# To do
A) Copy the Sebastian Stan interview excerpt below word for word, starting at "In a new cover" and ending at "Hollywood, and more.".
B) Continue the Sebastian Stan interview excerpt below from the point where it stops, picking up after its last sentence.

# Text shown
In a new cover story from VARIETY, actor Sebastian Stan speaks with Chief Correspondent Daniel D'Addario about portraying Donald Trump in The Apprentice. Stan also discusses the film’s divisiveness in Hollywood, A Different Man, his time on Gossip Girl, Marvel’s contributions to Hollywood, and more.
Stan on preparing to play Trump:
“I had 130 videos on his physicality on my phone. And 562 videos that I had pulled with pictures from different time periods—from the ’70s all the way to today—so I could pull out his speech patterns and try to improvise like him. [Director Ali Abbasi] could come in on the second take and say, ‘Why don’t you talk a little bit about the taxes and how you don’t want to pay?’ So I had to know what charities they were going to in 1983. Every night I would go home and try not only to prepare for the day that was coming, but also to prepare for where Ali was going to take this…I started to realize that I needed to start speaking with my lips in a different way. A lot of that came from the consonants. If I’m talking, I’m moving forward. The consonants naturally forced your lips forward.”

# Data excerpts
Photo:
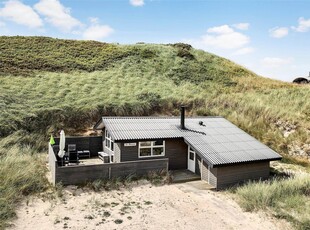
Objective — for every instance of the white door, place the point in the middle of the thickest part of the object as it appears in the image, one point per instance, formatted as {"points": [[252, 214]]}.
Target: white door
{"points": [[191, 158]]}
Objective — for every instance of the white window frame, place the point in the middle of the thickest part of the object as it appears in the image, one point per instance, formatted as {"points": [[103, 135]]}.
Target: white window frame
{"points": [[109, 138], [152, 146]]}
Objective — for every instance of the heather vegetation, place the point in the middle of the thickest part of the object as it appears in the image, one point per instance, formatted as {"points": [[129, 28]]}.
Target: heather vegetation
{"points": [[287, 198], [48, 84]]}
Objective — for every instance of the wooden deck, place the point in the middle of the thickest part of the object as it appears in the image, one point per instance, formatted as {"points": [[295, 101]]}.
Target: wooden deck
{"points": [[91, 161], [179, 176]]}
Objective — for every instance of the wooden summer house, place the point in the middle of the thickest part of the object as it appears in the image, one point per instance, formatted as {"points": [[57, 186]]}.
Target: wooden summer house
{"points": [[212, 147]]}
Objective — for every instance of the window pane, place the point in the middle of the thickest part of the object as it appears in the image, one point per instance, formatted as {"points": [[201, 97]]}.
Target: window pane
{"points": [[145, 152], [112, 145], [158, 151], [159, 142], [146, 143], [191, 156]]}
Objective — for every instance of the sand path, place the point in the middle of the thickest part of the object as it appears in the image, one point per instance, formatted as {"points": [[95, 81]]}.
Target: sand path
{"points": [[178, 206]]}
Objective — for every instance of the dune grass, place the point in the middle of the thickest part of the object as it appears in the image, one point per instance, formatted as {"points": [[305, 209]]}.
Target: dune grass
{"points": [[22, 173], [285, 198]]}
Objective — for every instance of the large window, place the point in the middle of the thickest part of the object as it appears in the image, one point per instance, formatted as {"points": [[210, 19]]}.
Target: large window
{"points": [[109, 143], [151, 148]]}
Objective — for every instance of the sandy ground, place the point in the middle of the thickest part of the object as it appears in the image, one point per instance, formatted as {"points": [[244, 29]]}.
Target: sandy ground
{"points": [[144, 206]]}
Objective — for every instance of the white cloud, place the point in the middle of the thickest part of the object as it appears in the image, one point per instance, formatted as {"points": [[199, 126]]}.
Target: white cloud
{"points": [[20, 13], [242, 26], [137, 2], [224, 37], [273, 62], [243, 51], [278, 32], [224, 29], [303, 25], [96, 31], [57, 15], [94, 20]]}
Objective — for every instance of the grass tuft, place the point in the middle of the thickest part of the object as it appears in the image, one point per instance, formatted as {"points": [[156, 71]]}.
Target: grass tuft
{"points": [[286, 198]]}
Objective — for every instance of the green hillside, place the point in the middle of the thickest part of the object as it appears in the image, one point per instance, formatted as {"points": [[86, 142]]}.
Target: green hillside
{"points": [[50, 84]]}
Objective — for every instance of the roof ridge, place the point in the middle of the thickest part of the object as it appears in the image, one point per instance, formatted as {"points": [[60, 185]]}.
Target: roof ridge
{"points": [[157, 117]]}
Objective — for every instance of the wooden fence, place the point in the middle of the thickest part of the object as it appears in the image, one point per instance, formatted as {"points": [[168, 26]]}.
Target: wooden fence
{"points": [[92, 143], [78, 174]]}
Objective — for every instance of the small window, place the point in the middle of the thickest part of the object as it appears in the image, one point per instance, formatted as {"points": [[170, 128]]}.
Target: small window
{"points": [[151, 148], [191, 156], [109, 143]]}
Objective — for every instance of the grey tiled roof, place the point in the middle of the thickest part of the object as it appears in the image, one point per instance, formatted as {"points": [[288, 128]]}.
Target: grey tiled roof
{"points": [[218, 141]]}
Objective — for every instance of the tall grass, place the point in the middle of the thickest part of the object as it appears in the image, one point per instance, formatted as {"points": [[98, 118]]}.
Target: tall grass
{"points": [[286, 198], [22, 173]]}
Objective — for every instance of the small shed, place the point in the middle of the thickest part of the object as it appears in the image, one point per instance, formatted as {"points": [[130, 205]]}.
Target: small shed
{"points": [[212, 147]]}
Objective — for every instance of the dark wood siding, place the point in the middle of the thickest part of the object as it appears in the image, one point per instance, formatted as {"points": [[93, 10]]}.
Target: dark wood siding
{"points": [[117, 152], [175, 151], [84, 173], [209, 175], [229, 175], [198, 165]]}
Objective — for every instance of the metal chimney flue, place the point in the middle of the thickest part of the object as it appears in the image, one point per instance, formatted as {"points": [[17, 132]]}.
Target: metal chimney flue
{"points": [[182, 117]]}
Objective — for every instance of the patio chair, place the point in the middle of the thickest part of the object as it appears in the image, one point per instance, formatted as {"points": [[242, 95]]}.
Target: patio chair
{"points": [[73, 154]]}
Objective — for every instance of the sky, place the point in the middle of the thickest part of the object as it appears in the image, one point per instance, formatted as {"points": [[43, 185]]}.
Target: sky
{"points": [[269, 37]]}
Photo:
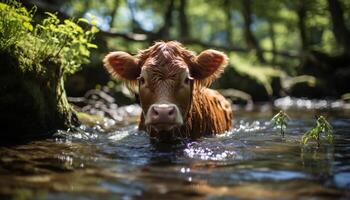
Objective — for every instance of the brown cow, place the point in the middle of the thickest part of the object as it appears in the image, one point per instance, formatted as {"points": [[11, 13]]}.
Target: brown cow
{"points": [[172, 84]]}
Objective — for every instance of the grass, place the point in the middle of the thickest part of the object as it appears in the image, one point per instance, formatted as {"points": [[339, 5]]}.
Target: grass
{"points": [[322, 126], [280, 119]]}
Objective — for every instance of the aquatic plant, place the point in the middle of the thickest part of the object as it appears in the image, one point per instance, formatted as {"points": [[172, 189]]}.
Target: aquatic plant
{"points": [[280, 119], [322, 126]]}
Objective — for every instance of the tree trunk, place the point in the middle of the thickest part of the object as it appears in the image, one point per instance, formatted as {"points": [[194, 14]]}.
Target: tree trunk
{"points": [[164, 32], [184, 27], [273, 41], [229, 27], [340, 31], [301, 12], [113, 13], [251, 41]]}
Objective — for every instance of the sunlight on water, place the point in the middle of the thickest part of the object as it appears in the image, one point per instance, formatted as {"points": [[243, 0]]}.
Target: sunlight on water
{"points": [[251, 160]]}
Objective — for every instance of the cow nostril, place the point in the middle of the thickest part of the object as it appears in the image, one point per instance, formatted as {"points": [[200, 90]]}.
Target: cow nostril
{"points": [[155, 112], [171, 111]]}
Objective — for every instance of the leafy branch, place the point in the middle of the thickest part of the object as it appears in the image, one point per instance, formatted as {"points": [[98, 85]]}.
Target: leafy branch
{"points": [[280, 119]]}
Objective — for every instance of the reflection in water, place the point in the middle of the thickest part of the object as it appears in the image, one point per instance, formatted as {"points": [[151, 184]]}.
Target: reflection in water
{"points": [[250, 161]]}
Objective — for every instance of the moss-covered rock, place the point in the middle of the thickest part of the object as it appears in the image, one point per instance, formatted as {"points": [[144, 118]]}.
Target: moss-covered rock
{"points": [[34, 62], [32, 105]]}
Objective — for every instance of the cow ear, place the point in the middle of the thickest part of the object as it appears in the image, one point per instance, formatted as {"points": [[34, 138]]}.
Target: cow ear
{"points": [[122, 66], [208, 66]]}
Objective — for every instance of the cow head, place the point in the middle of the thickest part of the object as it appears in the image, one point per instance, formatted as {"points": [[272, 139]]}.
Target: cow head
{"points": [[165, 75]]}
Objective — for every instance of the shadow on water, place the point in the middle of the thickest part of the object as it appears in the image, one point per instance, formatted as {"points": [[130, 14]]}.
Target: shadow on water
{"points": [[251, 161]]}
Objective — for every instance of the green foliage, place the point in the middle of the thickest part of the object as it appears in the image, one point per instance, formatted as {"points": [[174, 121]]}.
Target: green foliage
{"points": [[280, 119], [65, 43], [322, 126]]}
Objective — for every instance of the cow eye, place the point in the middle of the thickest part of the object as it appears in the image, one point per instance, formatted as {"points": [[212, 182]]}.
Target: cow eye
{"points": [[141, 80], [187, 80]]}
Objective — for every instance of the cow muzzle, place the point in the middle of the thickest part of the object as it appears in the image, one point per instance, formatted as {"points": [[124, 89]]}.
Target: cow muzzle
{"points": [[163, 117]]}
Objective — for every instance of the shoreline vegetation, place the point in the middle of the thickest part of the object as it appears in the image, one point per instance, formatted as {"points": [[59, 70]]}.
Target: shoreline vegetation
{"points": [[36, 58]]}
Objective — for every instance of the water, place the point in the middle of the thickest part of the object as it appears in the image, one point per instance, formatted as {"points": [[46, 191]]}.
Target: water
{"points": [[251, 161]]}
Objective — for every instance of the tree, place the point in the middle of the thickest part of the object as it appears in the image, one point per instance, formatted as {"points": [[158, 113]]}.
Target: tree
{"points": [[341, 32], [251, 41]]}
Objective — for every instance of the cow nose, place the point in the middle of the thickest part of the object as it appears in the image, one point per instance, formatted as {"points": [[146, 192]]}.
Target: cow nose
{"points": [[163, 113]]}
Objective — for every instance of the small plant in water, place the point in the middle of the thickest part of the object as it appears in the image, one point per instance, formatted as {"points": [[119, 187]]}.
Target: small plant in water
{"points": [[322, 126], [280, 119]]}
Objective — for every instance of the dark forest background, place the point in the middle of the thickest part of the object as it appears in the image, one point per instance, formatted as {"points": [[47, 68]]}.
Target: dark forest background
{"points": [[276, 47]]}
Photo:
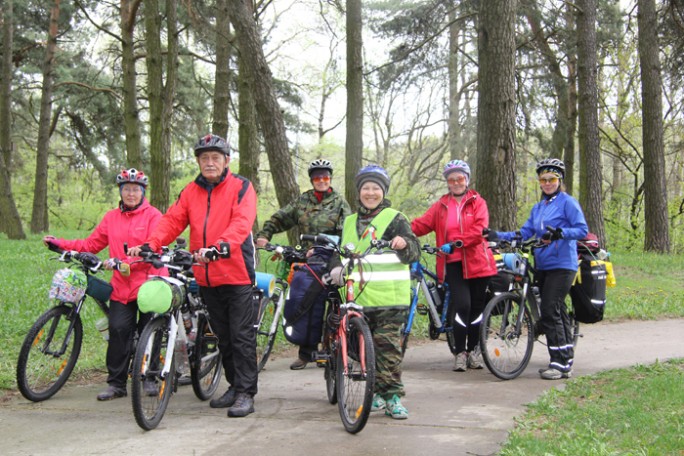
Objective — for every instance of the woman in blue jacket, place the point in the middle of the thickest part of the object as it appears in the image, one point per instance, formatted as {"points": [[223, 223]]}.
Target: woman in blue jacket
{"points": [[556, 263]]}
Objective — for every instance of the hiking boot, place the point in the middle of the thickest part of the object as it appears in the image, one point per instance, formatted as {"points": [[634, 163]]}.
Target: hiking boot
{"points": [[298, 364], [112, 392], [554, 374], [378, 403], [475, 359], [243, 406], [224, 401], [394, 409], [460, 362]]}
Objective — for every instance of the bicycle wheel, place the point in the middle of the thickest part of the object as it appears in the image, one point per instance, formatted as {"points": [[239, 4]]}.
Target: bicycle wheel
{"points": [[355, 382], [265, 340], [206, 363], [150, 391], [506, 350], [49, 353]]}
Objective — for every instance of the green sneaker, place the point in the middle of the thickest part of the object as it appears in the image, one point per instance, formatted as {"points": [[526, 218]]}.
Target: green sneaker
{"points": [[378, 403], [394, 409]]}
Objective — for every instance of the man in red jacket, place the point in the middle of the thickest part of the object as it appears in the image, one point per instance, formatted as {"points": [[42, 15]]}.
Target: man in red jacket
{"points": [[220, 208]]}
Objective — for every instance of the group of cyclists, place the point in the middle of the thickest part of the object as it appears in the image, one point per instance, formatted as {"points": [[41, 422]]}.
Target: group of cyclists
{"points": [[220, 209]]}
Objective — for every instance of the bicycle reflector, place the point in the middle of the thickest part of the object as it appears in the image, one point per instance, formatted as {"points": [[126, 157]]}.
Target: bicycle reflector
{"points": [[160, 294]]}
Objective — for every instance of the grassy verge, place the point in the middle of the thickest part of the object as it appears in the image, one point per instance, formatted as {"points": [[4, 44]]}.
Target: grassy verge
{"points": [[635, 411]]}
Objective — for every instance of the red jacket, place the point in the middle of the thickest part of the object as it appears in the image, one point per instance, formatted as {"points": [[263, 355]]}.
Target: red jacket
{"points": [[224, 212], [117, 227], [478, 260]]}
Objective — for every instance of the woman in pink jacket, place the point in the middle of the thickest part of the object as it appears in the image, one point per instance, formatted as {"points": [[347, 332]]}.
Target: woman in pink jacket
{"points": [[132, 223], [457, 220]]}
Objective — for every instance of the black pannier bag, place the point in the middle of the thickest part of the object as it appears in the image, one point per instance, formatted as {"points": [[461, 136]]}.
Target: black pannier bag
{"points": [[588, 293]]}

# Outputs in order
A)
In a new cover story from VARIETY, actor Sebastian Stan speaks with Chief Correspondent Daniel D'Addario about portraying Donald Trump in The Apprentice. Stan also discusses the film’s divisiveness in Hollywood, A Different Man, his time on Gossip Girl, Marvel’s contributions to Hollywood, and more.

B)
On The Apprentice's divisiveness in Hollywood:
“The Apprentice” didn’t sell for months after Cannes partly because Trump’s legal team sent a cease-and-desist letter attempting to block the film’s release in the U.S. while the fest was still ongoing. Entertainment corporations from Netflix to Disney would be severely inconvenienced if the next president came into office with a grudge against them. The film was finally sold to Briarcliff Entertainment, a distributor so small that the production has launched a Kickstarter campaign to raise money so that it will be able to stay in theaters. Stan chalks up the film’s divisiveness to a siloed online environment.
“Everything with this film has been one day at a time. There are a lot of people who love reading the [film’s] Wikipedia page and throwing out their opinions. But they don’t actually know what they’re talking about. That’s a popular sport now online, apparently.”
Unprompted, Stan brings up the idea that Trump is so widely known that some might think a biographical film about him serves no purpose.
“When someone says, ‘Why do we need this movie? We know all this,’ I’ll say, ‘Maybe you do, but you haven’t experienced it. The experience of those two hours is visceral. It’s something you can hopefully feel—if you still have feelings.’”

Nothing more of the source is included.